Information supplied START

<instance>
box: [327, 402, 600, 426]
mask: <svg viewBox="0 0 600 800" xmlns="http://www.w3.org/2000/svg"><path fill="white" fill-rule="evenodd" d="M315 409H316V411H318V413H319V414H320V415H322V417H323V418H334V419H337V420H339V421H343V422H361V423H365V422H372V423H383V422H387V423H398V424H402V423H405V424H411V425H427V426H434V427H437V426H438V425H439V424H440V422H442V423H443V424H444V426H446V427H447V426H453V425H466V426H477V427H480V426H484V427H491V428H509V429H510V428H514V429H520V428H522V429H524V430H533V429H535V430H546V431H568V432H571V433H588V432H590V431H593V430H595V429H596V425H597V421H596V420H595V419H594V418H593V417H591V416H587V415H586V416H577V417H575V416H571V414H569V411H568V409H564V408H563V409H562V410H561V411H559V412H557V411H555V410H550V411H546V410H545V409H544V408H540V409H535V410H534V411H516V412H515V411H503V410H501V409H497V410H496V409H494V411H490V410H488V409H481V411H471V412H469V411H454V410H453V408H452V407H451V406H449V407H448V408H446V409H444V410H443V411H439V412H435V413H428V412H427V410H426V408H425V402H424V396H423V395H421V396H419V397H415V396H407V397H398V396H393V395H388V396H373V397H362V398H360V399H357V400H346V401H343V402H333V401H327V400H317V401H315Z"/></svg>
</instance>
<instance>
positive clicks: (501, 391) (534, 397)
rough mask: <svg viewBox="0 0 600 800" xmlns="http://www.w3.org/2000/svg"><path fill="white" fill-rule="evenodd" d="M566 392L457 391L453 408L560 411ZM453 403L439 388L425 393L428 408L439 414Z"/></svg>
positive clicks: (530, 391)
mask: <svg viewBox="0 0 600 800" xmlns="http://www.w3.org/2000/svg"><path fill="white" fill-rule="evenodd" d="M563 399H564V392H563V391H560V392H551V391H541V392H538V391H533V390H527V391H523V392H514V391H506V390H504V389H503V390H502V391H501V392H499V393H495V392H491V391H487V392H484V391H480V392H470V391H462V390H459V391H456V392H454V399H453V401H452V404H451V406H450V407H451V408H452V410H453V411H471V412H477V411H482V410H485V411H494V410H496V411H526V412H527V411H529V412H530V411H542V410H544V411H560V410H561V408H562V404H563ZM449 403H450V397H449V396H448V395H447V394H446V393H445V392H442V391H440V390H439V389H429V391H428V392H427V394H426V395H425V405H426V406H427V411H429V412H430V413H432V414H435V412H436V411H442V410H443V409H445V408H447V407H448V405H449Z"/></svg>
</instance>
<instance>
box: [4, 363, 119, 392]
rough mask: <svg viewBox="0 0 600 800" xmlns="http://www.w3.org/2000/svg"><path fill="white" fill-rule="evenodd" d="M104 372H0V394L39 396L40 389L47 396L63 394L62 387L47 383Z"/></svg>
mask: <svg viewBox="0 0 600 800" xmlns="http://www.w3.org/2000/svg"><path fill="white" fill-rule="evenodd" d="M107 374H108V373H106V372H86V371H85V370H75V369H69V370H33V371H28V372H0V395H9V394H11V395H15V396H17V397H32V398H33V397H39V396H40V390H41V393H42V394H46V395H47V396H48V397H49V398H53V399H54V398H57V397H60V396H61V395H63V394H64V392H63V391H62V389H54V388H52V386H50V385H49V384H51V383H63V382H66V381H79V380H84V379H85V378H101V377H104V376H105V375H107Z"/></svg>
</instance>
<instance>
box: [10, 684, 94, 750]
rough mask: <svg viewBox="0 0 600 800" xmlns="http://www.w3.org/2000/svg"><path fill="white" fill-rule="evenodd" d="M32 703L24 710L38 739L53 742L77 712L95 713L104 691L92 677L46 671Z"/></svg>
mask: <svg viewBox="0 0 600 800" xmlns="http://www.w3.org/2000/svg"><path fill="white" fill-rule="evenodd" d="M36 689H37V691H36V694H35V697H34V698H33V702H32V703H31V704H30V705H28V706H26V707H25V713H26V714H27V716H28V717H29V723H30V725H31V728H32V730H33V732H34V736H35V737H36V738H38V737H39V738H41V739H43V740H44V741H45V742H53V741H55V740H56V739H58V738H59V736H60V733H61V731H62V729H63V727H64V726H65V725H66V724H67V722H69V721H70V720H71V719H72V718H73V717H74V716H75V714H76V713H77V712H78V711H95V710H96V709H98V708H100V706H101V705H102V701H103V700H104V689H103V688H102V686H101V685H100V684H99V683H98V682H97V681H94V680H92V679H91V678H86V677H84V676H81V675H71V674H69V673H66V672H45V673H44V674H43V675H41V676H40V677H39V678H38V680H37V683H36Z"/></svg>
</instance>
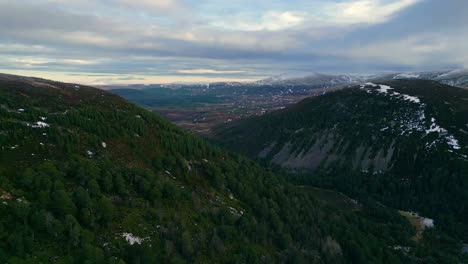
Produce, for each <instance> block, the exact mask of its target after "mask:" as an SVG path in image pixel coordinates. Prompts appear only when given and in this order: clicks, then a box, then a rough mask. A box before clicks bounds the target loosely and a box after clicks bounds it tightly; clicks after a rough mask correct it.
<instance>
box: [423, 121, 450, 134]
mask: <svg viewBox="0 0 468 264" xmlns="http://www.w3.org/2000/svg"><path fill="white" fill-rule="evenodd" d="M431 122H432V124H431V127H430V128H429V129H427V130H426V134H429V133H432V132H438V133H447V130H445V129H444V128H441V127H440V126H439V125H437V124H436V120H435V118H431Z"/></svg>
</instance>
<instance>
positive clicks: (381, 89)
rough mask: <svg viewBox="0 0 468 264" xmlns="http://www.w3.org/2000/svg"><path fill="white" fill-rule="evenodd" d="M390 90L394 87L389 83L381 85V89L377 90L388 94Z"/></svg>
mask: <svg viewBox="0 0 468 264" xmlns="http://www.w3.org/2000/svg"><path fill="white" fill-rule="evenodd" d="M390 90H393V88H392V87H390V86H388V85H379V89H377V92H379V93H385V94H386V93H388V91H390Z"/></svg>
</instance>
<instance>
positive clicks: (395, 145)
mask: <svg viewBox="0 0 468 264" xmlns="http://www.w3.org/2000/svg"><path fill="white" fill-rule="evenodd" d="M467 103H468V91H466V90H463V89H460V88H455V87H451V86H446V85H442V84H440V83H437V82H432V81H422V80H394V81H387V82H385V83H380V84H373V83H367V84H364V85H361V86H355V87H354V88H350V89H344V90H341V91H337V92H334V93H329V94H327V95H323V96H319V97H315V98H310V99H306V100H304V101H302V102H300V103H299V104H297V105H295V106H293V107H290V108H287V109H285V110H282V111H278V112H274V113H271V114H269V115H266V116H263V117H259V118H252V119H248V120H244V121H241V122H239V123H236V124H232V125H230V126H229V127H224V128H222V129H220V130H219V131H218V136H217V140H219V141H221V142H222V143H223V144H224V145H226V146H228V147H229V148H231V149H234V150H237V151H241V152H243V153H246V154H249V155H250V156H252V157H260V158H264V159H266V160H268V161H271V162H272V163H275V164H278V165H281V166H283V167H284V168H287V169H289V171H295V172H296V173H297V174H298V175H300V177H301V178H302V182H304V181H305V182H307V183H314V184H316V185H320V186H324V187H328V188H334V189H338V190H341V191H344V192H346V193H348V194H351V195H352V196H354V197H358V198H360V199H365V198H366V197H368V196H369V195H371V197H373V198H374V199H377V200H378V201H381V202H384V203H385V204H387V205H391V206H394V207H395V208H401V209H408V210H417V211H420V212H422V213H423V214H425V215H427V216H430V217H433V218H435V219H436V220H437V221H436V223H438V224H439V225H440V226H441V227H443V228H444V229H446V230H448V232H451V233H452V234H457V235H459V236H460V238H466V237H468V222H466V219H468V210H467V209H468V104H467ZM298 177H299V176H298Z"/></svg>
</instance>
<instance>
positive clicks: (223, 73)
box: [176, 69, 246, 75]
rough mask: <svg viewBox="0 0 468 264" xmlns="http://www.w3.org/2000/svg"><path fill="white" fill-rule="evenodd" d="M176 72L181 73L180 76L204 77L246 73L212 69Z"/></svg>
mask: <svg viewBox="0 0 468 264" xmlns="http://www.w3.org/2000/svg"><path fill="white" fill-rule="evenodd" d="M176 72H177V73H182V74H197V75H204V74H239V73H245V72H246V71H239V70H237V71H236V70H214V69H189V70H177V71H176Z"/></svg>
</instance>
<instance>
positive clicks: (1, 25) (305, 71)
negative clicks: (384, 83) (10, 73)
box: [0, 0, 468, 83]
mask: <svg viewBox="0 0 468 264" xmlns="http://www.w3.org/2000/svg"><path fill="white" fill-rule="evenodd" d="M466 10H468V2H467V1H464V0H452V1H437V0H317V1H306V0H291V1H288V2H285V1H271V0H257V1H255V2H253V1H250V0H237V1H230V2H220V1H215V0H203V1H195V0H160V1H159V0H158V1H150V0H135V1H133V0H132V1H130V0H103V1H92V0H18V1H8V0H0V35H1V36H2V37H1V38H0V71H2V72H7V71H9V72H12V71H15V72H19V71H22V70H24V71H28V72H30V71H34V72H35V73H38V72H39V71H40V72H41V74H42V75H43V76H42V77H46V78H47V77H51V78H52V77H53V78H59V79H60V80H62V79H63V80H65V79H66V80H71V77H70V75H66V74H71V73H80V74H82V75H74V76H73V80H74V81H77V80H78V81H79V80H82V82H86V83H97V82H99V83H100V82H103V81H105V79H106V78H105V77H98V76H97V75H106V76H107V75H110V76H111V77H108V78H107V80H108V81H109V82H110V81H115V82H119V83H122V82H125V81H126V82H128V83H131V82H134V81H139V82H141V83H147V82H169V81H177V80H179V79H180V80H184V81H188V80H190V79H192V80H194V81H201V80H213V81H219V80H221V79H223V80H251V79H254V78H262V77H266V76H269V75H275V74H279V73H283V72H292V71H297V72H314V71H318V72H340V73H343V72H354V71H356V70H359V71H366V72H372V71H377V70H382V69H384V70H395V69H400V68H408V67H412V68H418V69H427V68H431V69H436V68H446V67H449V66H455V67H463V66H465V67H466V66H467V65H468V51H467V50H466V48H464V47H463V43H466V41H467V39H466V37H464V36H467V35H468V28H467V27H466V25H467V24H468V17H467V16H466ZM431 14H438V15H437V16H433V15H431ZM38 17H40V18H41V19H37V18H38ZM85 76H86V77H85ZM80 78H81V79H80ZM119 78H120V79H119Z"/></svg>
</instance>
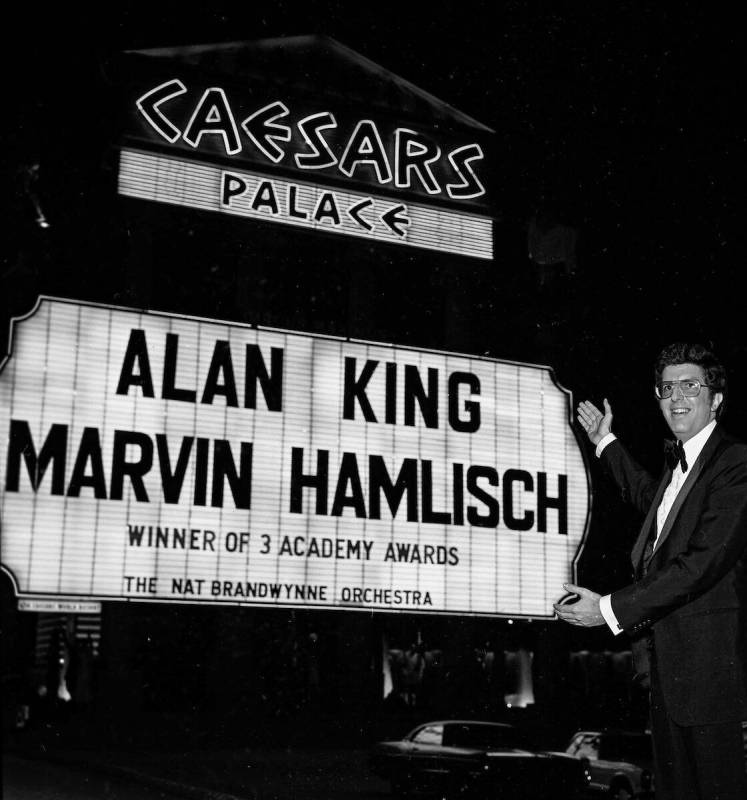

Information supplied END

[Required action]: Identify every line in the records that contains the string "clicks" and copy each one out. Case counts.

[Written solution]:
positive clicks: (501, 391) (534, 397)
positive clicks: (530, 391)
Produce, for each <instance> block, the exact mask of its target after "mask:" as an SVG path in image pixel coordinates. Prompts appear only when given and in this order: clicks, then a box, then a rough mask. A box before clicks bounds the target loosely and a box after clicks bounds it tightly; clicks after a rough mask correct it.
positive clicks: (381, 89)
positive clicks: (395, 145)
positive clicks: (223, 73)
positive clicks: (1, 25) (305, 71)
negative clicks: (384, 83) (10, 73)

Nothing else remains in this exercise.